Your instructions: Which lines of the records contain "gets"? Collect every one of them.

Data in this exercise:
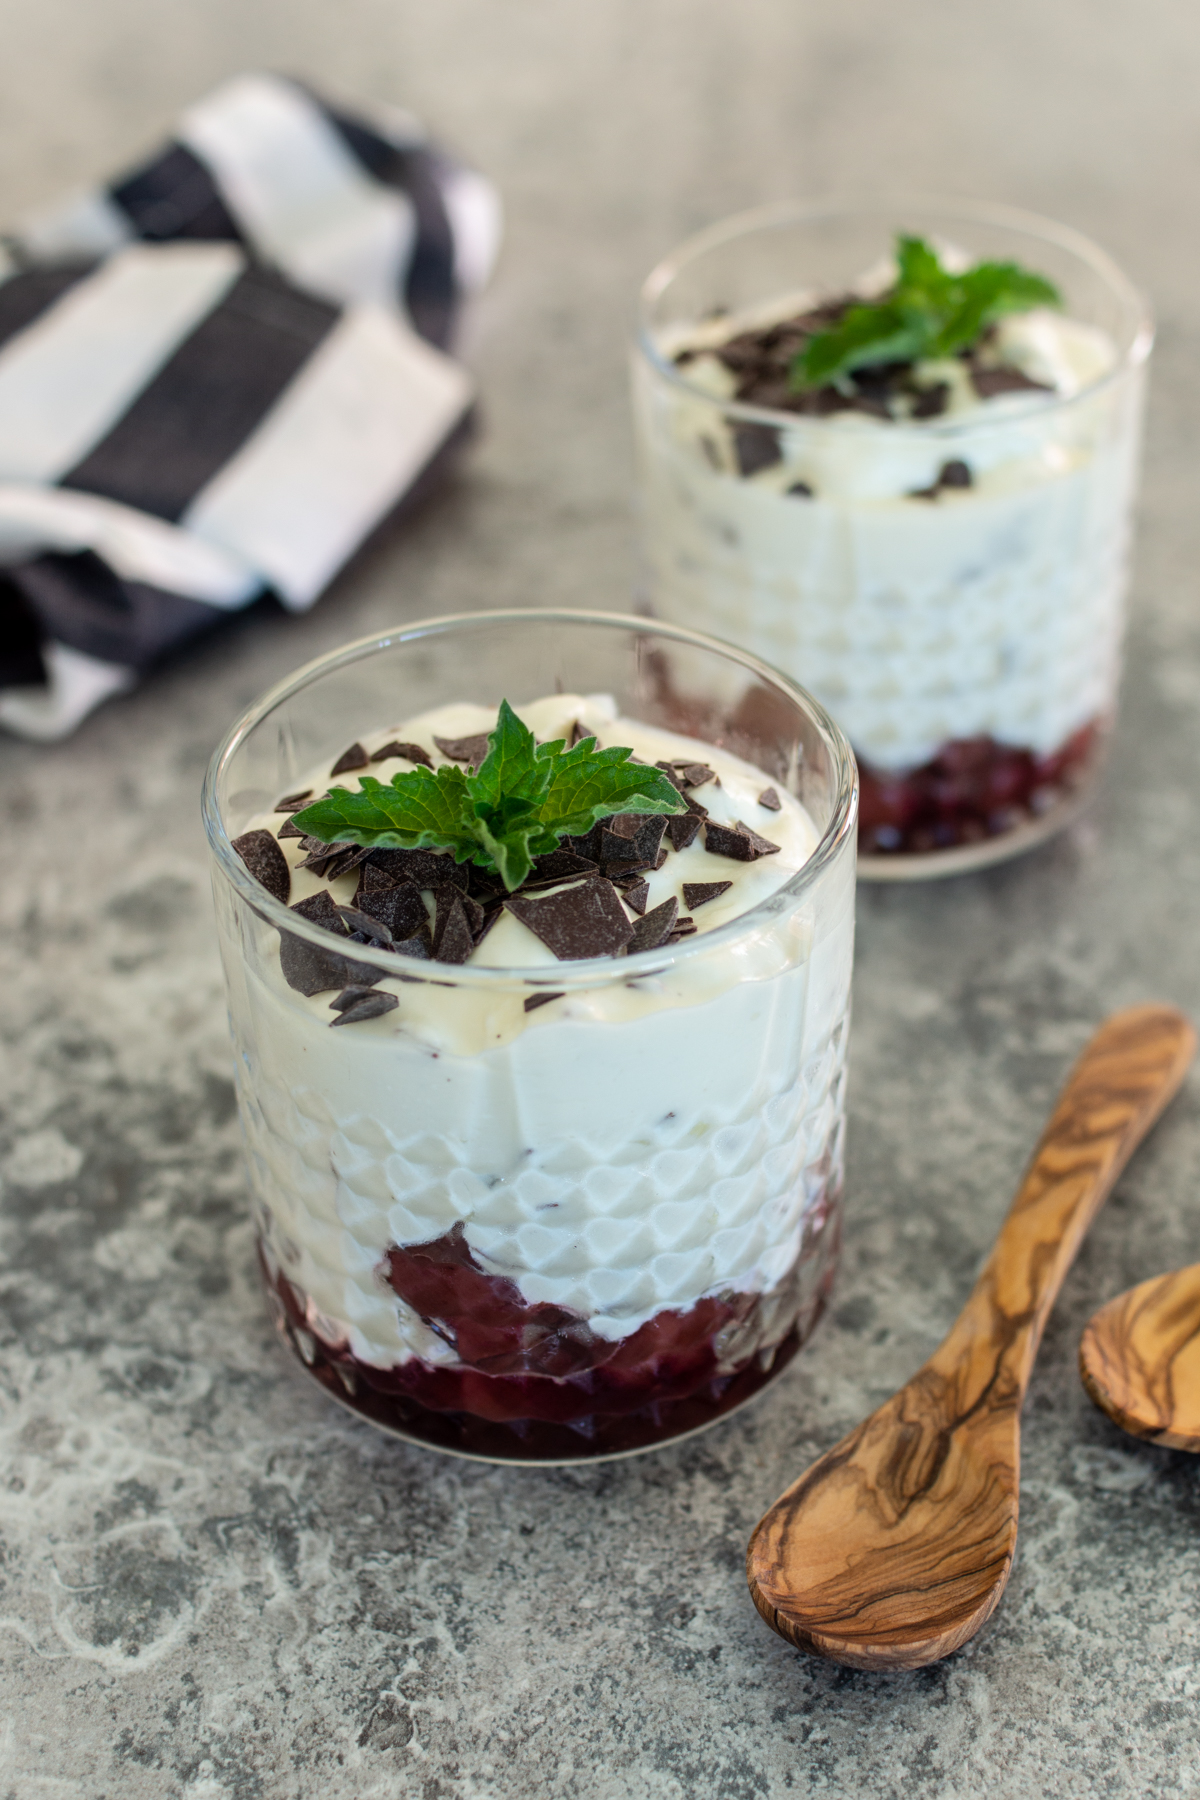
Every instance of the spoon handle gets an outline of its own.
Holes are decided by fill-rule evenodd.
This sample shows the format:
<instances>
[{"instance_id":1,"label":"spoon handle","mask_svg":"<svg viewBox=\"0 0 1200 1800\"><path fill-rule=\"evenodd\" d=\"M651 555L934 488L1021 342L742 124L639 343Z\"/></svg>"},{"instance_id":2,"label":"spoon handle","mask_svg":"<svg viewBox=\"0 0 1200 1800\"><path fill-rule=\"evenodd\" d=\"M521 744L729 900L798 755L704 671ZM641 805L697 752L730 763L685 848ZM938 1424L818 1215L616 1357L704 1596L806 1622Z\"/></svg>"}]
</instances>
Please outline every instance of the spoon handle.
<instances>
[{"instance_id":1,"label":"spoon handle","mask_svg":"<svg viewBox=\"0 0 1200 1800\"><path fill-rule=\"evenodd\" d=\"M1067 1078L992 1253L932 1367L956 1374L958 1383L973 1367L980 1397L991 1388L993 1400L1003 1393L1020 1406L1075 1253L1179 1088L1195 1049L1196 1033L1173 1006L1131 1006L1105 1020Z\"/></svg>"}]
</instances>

---

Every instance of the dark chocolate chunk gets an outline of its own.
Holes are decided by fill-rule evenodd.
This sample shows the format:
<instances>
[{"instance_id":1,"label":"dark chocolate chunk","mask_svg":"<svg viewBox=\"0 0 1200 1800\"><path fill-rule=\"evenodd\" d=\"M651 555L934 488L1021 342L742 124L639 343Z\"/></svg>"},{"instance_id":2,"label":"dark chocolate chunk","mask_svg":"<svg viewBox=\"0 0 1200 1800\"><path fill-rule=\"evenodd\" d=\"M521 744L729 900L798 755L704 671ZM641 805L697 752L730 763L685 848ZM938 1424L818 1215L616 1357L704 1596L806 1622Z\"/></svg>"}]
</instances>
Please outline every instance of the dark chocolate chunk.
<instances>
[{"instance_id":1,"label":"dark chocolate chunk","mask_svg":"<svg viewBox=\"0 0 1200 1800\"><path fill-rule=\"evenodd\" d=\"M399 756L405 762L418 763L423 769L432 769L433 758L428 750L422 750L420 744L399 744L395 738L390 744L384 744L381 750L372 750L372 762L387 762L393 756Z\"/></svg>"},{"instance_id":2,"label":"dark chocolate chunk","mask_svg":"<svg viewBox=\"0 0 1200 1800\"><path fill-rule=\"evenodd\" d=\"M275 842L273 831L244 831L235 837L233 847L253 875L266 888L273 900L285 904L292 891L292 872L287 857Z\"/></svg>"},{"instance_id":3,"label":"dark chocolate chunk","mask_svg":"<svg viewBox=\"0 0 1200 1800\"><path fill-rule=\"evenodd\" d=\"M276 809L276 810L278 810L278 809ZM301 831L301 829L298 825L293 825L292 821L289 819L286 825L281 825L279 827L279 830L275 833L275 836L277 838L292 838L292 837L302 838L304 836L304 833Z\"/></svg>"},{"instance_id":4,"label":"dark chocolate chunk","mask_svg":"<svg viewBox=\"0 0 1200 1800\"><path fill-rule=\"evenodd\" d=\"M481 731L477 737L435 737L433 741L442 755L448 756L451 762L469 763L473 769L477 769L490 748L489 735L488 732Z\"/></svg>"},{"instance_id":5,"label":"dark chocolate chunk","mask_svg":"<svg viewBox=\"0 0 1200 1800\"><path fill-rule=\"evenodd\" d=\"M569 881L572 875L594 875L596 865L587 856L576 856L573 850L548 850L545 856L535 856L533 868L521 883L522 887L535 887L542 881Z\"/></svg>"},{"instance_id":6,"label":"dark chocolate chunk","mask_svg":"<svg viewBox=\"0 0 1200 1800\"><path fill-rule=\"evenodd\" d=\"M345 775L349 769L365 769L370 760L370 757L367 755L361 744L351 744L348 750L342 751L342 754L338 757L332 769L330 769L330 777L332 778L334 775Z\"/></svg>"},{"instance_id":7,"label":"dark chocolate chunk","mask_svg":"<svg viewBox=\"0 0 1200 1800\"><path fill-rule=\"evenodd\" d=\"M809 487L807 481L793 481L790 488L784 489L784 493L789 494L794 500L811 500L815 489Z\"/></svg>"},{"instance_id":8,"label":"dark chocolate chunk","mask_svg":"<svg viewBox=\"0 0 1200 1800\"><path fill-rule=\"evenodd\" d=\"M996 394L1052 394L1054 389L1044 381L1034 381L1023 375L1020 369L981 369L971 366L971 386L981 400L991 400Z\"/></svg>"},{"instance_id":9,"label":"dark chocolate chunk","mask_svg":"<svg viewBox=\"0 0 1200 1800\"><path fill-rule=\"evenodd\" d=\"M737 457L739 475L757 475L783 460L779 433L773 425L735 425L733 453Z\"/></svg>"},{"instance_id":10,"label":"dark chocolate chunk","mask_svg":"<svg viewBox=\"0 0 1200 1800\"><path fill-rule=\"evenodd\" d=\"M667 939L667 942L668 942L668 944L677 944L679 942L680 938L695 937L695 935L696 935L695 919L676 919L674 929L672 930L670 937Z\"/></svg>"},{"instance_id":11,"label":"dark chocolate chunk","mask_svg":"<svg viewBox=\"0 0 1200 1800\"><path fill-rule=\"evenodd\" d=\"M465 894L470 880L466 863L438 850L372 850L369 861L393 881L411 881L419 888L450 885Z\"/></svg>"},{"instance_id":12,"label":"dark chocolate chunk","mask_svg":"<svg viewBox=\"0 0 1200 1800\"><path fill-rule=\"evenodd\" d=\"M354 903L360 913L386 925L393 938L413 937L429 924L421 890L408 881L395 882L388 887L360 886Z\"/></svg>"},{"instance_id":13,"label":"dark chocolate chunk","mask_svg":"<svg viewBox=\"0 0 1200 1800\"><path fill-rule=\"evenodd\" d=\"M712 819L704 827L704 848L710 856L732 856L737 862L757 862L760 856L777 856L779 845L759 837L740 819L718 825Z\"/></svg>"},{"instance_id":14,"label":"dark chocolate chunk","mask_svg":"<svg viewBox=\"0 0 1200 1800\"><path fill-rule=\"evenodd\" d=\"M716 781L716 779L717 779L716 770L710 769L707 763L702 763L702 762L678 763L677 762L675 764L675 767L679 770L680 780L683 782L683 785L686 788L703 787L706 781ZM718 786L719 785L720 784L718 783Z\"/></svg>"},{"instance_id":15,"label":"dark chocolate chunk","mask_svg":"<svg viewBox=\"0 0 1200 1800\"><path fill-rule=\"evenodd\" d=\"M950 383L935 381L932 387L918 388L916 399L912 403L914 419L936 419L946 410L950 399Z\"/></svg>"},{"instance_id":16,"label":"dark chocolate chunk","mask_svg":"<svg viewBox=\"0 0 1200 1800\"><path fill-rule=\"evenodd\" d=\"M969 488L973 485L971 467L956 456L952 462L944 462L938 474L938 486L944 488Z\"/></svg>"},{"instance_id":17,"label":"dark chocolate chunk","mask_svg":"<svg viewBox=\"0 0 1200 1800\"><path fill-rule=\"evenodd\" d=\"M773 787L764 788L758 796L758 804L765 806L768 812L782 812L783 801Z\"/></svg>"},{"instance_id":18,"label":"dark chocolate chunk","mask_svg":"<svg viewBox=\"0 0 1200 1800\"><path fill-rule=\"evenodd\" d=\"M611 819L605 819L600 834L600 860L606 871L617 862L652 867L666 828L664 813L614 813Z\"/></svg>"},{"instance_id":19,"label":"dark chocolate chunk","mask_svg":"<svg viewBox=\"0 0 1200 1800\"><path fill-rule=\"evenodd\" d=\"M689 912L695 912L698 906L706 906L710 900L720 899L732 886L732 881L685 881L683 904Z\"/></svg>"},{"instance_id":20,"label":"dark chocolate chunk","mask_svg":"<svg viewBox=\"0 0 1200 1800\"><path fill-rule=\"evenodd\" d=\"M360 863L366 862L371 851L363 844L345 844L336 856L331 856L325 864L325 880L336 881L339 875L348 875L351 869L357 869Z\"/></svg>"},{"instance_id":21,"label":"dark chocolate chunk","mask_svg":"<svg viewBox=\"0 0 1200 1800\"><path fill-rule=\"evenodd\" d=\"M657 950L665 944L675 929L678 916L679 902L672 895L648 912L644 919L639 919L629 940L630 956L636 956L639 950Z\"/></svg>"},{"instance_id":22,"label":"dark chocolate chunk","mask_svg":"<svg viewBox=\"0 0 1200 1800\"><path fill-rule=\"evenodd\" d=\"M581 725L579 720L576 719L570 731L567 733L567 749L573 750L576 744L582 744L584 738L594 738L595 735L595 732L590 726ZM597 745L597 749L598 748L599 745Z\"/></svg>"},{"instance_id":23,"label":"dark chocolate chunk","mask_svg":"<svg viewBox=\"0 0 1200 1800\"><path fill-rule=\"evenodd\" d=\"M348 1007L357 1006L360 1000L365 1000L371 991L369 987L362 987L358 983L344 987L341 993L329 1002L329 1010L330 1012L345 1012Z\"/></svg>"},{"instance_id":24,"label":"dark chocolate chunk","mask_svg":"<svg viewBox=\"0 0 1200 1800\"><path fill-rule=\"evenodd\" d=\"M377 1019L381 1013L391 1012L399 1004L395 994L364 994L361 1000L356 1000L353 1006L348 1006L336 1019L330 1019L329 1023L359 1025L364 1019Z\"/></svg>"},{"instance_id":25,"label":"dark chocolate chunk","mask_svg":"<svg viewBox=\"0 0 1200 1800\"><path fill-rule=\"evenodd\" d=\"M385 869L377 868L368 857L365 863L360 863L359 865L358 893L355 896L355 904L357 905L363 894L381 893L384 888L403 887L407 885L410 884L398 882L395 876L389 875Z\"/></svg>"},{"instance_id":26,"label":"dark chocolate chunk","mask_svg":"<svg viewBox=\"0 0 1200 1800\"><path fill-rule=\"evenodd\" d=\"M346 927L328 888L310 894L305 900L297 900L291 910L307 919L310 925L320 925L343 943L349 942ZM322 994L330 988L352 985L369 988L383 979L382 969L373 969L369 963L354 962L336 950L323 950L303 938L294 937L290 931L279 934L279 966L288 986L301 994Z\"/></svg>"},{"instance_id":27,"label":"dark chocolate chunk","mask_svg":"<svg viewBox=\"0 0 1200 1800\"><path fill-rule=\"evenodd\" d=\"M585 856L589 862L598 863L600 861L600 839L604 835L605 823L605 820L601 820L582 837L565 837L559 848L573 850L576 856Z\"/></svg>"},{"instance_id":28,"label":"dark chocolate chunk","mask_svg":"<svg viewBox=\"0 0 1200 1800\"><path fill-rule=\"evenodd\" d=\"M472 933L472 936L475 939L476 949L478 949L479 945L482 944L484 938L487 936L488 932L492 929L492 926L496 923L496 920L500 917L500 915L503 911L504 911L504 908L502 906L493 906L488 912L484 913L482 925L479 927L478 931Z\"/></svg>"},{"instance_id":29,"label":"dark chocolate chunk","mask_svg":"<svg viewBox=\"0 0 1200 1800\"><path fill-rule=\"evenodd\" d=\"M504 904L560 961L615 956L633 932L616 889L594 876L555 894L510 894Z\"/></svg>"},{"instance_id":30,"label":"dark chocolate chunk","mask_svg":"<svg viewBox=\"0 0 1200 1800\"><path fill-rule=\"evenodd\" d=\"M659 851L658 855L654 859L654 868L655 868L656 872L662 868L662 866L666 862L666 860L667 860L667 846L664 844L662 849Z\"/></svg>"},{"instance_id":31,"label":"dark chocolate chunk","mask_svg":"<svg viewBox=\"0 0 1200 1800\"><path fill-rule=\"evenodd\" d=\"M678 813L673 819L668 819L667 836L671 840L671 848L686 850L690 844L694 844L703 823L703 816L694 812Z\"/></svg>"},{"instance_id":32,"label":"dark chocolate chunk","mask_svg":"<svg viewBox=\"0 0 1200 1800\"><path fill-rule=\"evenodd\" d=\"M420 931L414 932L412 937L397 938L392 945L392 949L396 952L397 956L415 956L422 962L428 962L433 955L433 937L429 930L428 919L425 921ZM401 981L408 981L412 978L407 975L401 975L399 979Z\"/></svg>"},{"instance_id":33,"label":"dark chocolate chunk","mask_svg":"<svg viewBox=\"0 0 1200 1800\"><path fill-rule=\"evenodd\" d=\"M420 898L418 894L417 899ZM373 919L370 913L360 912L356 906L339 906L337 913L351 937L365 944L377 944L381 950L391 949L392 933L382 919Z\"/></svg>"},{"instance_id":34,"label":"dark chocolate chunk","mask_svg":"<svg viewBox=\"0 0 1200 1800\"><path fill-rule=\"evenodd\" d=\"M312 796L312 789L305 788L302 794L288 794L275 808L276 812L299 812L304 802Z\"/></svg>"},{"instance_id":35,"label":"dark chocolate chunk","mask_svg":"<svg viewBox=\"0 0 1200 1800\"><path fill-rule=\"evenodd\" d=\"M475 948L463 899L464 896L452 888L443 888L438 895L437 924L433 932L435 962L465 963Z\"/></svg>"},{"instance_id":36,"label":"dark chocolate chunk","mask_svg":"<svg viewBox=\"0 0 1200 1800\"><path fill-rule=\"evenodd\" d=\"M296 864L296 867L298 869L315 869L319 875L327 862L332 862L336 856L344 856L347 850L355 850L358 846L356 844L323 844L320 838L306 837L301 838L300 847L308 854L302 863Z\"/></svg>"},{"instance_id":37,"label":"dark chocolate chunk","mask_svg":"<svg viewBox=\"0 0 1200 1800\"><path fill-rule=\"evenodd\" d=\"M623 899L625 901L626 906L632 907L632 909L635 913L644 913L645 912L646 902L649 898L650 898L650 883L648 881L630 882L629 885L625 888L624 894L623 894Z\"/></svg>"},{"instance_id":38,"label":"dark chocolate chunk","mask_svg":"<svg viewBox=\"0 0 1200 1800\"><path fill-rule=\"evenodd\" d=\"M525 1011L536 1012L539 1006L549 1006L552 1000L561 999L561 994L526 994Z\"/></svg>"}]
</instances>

--

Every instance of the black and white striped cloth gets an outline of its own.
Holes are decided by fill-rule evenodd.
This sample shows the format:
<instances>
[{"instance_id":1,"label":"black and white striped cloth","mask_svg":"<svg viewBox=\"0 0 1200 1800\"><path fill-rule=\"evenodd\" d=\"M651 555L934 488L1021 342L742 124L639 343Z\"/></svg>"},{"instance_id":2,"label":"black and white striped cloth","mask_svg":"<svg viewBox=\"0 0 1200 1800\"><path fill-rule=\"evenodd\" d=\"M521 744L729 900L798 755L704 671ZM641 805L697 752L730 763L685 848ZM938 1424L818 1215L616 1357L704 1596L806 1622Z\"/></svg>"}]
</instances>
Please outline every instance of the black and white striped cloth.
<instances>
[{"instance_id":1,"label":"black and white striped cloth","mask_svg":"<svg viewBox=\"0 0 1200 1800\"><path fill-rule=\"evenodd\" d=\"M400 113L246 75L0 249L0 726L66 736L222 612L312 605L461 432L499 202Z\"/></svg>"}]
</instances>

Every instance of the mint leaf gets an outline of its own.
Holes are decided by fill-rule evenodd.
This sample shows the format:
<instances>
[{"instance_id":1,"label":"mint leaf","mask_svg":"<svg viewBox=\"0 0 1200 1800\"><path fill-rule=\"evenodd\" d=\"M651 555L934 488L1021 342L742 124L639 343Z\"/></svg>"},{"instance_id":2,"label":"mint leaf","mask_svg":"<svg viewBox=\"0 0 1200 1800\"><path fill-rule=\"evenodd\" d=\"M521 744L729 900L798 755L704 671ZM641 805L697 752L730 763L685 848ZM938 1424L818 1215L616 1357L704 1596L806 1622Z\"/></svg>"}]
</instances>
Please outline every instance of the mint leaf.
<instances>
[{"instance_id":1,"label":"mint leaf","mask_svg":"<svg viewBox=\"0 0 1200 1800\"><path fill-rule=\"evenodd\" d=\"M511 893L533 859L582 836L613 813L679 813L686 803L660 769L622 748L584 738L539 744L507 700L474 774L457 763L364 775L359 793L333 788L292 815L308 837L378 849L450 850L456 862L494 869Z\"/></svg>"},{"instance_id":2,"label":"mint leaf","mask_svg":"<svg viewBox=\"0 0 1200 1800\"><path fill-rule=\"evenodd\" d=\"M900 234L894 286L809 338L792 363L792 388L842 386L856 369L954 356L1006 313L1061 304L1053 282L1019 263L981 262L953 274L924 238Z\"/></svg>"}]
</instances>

Your response:
Every instance of the spoon handle gets an outline of its own.
Every instance of the dark chocolate chunk gets an outline of its own.
Every instance of the black and white striped cloth gets an outline of its own.
Every instance of the mint leaf gets an outline of its own.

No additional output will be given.